▶ Task statement: Reproduce word for word the part of the blog posts below that begins at the words "So how did I" and ends after the words "a press release.".

▶ Passage shown:
The Coding Weasel

Tuesday, March 06, 2007

a theatrical open-source story, part one.

In what I laughingly refer to as "my spare time" I do lighting and sound for an amateur theatre company. The current play (plug: come see it - it's really, really good) has some fairly major tech behind it - particularly for a small amateur theatre (i.e. a miniscule budget).

The requirements include:
  • dual projectors behind stage, showing around 150 slides during the course of the show
  • a camera on stage at various points, going to the projectors. These then get news overlays on screen to make it look like a live news conference. The projectors are behind the screens, so the video needs to be flipped left-to-right.
  • a couple of dozen pieces of music to be played at various points - this needs to fade in and out cleanly.


I'm also operating the lighting desk while I do this, so whatever I do has to be incredibly easy to operate. Requiring me to use the mouse is just right out.

Oh, and of course I shouldn't forget that I really only had one or two evenings to put something together. The choice of hardware was pretty easy - clearly I'm going to need a couple of PCs - one backstage with the camera and the projectors, connected by wireless to a laptop in the lighting box running the whole show (and outputting audio to the sound system when needed). I grabbed a cheapo wireless card and a Radeon 9550 (with a DVI-to-VGA convertor, I get the two VGA outs that I need) for a spare desktop I had lying around and dropped a fresh install of Ubuntu Edgy on it.

Software - well, clearly this calls for some one-off custom software. Again, my choices were pretty easy. Python (duh), pygtk for the UI, gstreamer for the audio and video, and twisted to tie things together. Things like callLater and deferreds just make stuff too damn easy.

So how did I do? Well, here's a quick sampler (click the image for a larger version). I'll talk about it in more detail in a subsequent post. This was the result of a single Sunday evening's intense hacking, followed by a few hours over a couple of nights tweaking things after using it. All up, it's under 600 lines of code, plus a few tiny shell scripts.

Image

Labels: , , ,

Tuesday, January 23, 2007

Journalamentism at it's finest.

Well, by "journalism" I mean "reprinting a press release". Normally this sort of thing would be over at my other place, but since it's open source related, I figure it can go here.

I'm referring to this piece on the site itwire.com.au, which is a straight rewrite of a press release.

The piece in question is an attack on the OLPC project by a rival not-for-profit which instead works on refurbishing computers.

On the plus side, the writer of the piece did point out that FAIR mis-spoke, (or perhaps flat-out lied) in calling OLPC a "normal commercial organisation". On the minus side, there was no attempt to investigate whether the claims made were true - I'm sorry, but when it's an extreme hatchet job, "An email has been sent to the press office of OLPC inviting the organization to respond to FAIR's comments" is hardly sufficient. Note the wording - not "they didn't reply", but "we sent an email and published anyway without getting a response first". Very very poor.

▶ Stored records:
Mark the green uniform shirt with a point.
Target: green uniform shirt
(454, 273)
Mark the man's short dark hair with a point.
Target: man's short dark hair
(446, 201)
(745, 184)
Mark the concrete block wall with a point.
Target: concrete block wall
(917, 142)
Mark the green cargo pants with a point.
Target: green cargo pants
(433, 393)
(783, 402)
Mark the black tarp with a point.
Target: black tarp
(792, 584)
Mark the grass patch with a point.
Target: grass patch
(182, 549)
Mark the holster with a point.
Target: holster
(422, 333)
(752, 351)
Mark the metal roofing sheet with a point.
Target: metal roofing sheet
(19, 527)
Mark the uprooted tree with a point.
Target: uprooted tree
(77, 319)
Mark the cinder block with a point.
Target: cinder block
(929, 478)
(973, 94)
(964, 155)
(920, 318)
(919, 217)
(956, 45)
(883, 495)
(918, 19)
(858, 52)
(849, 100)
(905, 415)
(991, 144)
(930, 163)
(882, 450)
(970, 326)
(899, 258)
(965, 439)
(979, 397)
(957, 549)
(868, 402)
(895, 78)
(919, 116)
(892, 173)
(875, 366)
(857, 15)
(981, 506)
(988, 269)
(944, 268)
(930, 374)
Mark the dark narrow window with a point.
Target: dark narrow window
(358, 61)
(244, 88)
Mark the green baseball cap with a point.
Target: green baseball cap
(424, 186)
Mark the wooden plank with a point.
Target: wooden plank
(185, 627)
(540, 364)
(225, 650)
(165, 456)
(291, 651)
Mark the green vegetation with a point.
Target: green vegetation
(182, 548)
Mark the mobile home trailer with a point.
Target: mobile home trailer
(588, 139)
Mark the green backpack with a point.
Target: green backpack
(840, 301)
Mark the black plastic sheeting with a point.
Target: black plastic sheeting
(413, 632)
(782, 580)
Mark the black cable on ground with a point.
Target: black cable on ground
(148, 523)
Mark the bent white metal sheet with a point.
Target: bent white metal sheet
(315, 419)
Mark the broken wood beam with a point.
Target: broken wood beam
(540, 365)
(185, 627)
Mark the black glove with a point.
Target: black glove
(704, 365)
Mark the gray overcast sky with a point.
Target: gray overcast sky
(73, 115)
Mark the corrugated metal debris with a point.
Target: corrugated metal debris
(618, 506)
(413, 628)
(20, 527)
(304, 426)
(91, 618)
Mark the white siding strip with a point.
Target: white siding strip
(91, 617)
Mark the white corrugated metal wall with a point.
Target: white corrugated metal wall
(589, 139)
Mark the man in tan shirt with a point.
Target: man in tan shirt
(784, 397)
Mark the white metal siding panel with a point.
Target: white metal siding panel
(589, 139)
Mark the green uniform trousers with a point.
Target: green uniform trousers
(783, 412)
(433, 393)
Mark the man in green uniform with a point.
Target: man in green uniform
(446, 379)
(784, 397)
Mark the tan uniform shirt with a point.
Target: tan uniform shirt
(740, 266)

▶ Exercise response:
So how did I do? Well, here's a quick sampler (click the image for a larger version). I'll talk about it in more detail in a subsequent post. This was the result of a single Sunday evening's intense hacking, followed by a few hours over a couple of nights tweaking things after using it. All up, it's under 600 lines of code, plus a few tiny shell scripts.

Image

Labels: , , ,

Tuesday, January 23, 2007

Journalamentism at it's finest.

Well, by "journalism" I mean "reprinting a press release". Normally this sort of thing would be over at my other place, but since it's open source related, I figure it can go here.

I'm referring to this piece on the site itwire.com.au, which is a straight rewrite of a press release.